Der Referenzgruppenfehler: Tatsache ist, dass sich Schulklassen im Leistungsspektrum stark unterscheiden. Die leistungsstärkste Schülerin einer Klasse würde beispielsweise in einer anderen Klasse zu den Schwächsten gehören. Grund: Lehrkräfte können Schülern kaum eine tiefe Durchschnittsnote geben, weil sie auch bei grossen Unterschieden eine ähnlich breite Bewertungsskala anwenden.

Der Wohnort entscheidet: Während man in einem Kanton besser als 40% der Klasse sein muss, um nicht einer Real- oder Abschlussklasse zugeteilt zu werden, reichen in einem anderen Kanton bereits 10%.

Buchstaben, Kreuzchen, Lernberichte: Gemäss Kronig ist das Tragische an der Notengebung, dass Verzerrungen bei jeglicher Form der Leistungsbeurteilung wirksam werden – auch wenn Noten durch Alternativen ersetzt werden.

Überschneidungen zwischen hierarchischen Schultypen: 80% der Realschüler- resp. Sek-C-SchülerInnen haben  ein gleichaltriges Vergleichskind irgendwo in der deutschen Schweiz, das in der Schule gleich gut ist, aber einen anspruchsvolleren Schultyp besucht.

Daniel Hofstetter und die Problematik der Übertrittsentscheidungen

Daniel Hofstetters Studie untersucht die Frage, wie innerhalb schulischer Organisationsstrukturen Übertrittsentscheide zustande kommen, begründet werden, mit welchen Konsequenzen und für wen. Analog zu Kronigs Studie wird auch hier der Zusammenhang zwischen sozioökonomischem Hintergrund der Schulkinder und ihrer Platzierung in den hierarchisierten Sektionen der Sekundarstufe I deutlich. Seine Hauptbefunde:

Die unsichtbare Hand der Verteilung: Das Bildungssystem verteilt quasi durch eine unsichtbare Hand jährlich ungefähr gleich viele Schulkinder ihrer Herkunft entsprechend auf die zur Verfügung stehenden Plätze der hierarchisierten Sekundarstufe I.

* **Datensätze**:
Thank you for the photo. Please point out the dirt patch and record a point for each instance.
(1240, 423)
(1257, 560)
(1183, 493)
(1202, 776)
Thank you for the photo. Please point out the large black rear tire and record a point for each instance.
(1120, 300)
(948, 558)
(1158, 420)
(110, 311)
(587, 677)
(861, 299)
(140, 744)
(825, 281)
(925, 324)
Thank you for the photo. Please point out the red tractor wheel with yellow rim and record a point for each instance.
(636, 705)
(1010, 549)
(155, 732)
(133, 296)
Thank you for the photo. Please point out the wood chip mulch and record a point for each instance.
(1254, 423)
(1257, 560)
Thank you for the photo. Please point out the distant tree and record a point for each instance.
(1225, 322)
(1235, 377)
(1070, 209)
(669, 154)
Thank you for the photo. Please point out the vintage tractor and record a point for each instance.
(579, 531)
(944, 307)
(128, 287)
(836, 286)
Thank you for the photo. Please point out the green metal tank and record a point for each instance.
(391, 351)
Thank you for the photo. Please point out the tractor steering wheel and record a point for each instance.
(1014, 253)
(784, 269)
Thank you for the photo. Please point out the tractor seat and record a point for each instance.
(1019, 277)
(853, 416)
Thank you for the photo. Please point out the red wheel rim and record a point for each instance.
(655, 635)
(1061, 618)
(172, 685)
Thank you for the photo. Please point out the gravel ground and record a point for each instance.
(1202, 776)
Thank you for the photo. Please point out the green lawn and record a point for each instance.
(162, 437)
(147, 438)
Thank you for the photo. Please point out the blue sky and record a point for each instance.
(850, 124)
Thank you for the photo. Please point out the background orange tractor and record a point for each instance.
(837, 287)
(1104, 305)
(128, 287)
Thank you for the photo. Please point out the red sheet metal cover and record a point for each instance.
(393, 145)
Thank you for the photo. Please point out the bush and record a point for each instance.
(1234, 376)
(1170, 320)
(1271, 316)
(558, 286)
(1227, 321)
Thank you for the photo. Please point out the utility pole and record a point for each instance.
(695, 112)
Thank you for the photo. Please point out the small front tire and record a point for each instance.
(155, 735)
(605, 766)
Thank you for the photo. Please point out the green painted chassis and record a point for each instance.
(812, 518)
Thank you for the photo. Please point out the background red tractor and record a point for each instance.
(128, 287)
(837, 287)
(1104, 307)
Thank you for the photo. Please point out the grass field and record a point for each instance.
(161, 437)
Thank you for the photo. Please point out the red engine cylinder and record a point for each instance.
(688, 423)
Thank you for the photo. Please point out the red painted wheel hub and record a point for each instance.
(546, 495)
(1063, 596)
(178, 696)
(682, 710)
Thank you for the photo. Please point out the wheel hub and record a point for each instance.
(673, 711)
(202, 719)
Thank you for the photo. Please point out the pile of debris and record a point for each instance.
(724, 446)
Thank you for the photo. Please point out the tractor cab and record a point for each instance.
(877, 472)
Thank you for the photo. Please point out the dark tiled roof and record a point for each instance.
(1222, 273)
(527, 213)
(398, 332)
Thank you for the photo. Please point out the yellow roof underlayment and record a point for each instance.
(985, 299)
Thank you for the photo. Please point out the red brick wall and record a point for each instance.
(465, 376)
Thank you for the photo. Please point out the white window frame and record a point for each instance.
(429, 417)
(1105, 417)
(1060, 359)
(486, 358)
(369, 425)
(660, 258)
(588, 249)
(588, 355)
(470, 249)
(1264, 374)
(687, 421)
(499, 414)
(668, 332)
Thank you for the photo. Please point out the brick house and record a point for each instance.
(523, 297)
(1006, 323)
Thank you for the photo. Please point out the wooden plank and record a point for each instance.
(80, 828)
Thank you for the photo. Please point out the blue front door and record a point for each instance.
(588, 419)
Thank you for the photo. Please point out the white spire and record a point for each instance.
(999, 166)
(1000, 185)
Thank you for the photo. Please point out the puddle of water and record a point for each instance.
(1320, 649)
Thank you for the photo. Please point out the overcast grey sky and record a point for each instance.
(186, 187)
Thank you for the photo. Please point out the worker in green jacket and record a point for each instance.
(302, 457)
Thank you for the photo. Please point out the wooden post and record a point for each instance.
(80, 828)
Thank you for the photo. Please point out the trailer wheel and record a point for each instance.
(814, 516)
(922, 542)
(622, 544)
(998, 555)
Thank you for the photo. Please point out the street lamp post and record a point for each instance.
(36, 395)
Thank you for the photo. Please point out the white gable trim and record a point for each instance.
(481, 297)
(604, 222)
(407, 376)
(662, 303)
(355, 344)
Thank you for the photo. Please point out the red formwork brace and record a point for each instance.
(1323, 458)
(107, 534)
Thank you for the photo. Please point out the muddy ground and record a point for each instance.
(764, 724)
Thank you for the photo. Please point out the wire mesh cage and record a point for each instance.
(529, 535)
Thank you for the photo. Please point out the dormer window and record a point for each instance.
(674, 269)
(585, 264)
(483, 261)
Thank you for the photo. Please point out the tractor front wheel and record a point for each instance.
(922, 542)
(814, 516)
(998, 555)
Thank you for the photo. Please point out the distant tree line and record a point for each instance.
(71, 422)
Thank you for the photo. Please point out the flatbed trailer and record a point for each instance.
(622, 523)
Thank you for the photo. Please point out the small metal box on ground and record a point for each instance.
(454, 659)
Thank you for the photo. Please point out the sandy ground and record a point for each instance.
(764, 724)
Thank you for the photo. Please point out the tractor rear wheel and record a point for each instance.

* **Aufgaben**:
- 1) Beantworte anhand des Auszugs über Notengebung und Übertrittsentscheide folgende Fragen:
(a) Welcher Anteil reicht laut dem Abschnitt „Der Wohnort entscheidet“ in einem anderen Kanton, um nicht einer Real- oder Abschlussklasse zugeteilt zu werden?
(b) Wie viel Prozent der Realschüler- bzw. Sek-C-SchülerInnen haben laut dem Abschnitt „Überschneidungen zwischen hierarchischen Schultypen“ ein gleich gutes Vergleichskind in einem anspruchsvolleren Schultyp?
(c) Durch welches Bild beschreibt Hofstetters Befund, wie das Bildungssystem die Schulkinder auf die Plätze der Sekundarstufe I verteilt?
- 2) Führe den Auszug über Notengebung und Übertrittsentscheide im selben Stil über den letzten Satz hinaus fort.

* **Erwartete Antworten**:
- 1)
(a) Bereits 10 % reichen.
(b) 80 % dieser Schülerinnen und Schüler haben ein solches Vergleichskind.
(c) Das Bild ist eine unsichtbare Hand.

- 2)
Das Wahlverhalten der Eltern und die Praktiken der Lehrkräfte: Mikroentscheidungen führen dazu, dass soziale Ungleichheiten in der Tendenz in Bildungsungleichheiten überführt werden. Kinder werden für den ihnen zugewiesenen Klassenzug anhand von drei Konstellationen «passend» gemacht:

  • Besteht eine Beziehung auf Augenhöhe zwischen Eltern und Lehrkräften: Die Übertrittsempfehlung wird in gegenseitiger Sympathie diskutiert. Es besteht eine Bereitschaft der Lehrkräfte, ihre eigenen Eindrücke in Frage zu stellen.
  • Besteht eine Überlegenheit der Eltern gegenüber den Lehrkräften: Lehrkräfte überdenken ihr Urteil mehrfach, weil sie damit rechnen, dass sie ihren Entscheid werden legitimieren müssen. Eltern lenken das Gespräch, bis die schulische Deutung ihres Kindes ihren Erwartungen entspricht.
  • Besteht eine Überlegenheit der Lehrkräfte gegenüber den Eltern: Selbst wenn Eltern (meist einfacher Sozialschichten) eine höhere Zuteilung ihres Kindes wünschen, folgen sie der Argumentation der Lehrperson. Sie sind überzeugt, dass Lehrerinnen und Lehrer aufgrund ihrer Professionalität das Kind besser einschätzen können als sie.

Fazit

Beide Studien widerlegen die verbreitete Überzeugung, man könne mit einer seriösen Handhabung der Noten respektive einem wissenschaftlich durchdachten System den Übertrittsentscheid gerecht gestalten. Eher ist es so, dass solche Instrumente einer Verfahrensgläubigkeit verfallen und deshalb die sozialen Einflusskräfte verschleiert werden.

Kronig und Hofstetter betonen, dass die Lehrkräfte meist meist regel- und gesetzeskonform handeln. Aber Noten haben nicht nur eine lange Tradition, sondern gleichzeitig auch viele problematische Seiten. Liessen sich diese beheben, hätte man dies schon lange getan. Dies dürfte auch der Grund sein, weshalb bisher keine Alternativen vorgelegt werden konnten. Die Selektions- und Leistungsaufgabe von Lehrkräften und Schule machen es notwendig, dass sie ans Bildungssystem glauben und wie oben dargelegt argumentieren. Nur so können sie ihre folgenreiche Aufgabe erfüllen.

Wenn die Politik demnächst das Thema in ihre Agenda aufnehmen will, sollte sie solche harten empirischen Fakten bedenken.

Weiterführende Literatur

*Kronig, W. (2007). Die systematische Zufälligkeit des Bildungserfolgs. Bern: Haupt.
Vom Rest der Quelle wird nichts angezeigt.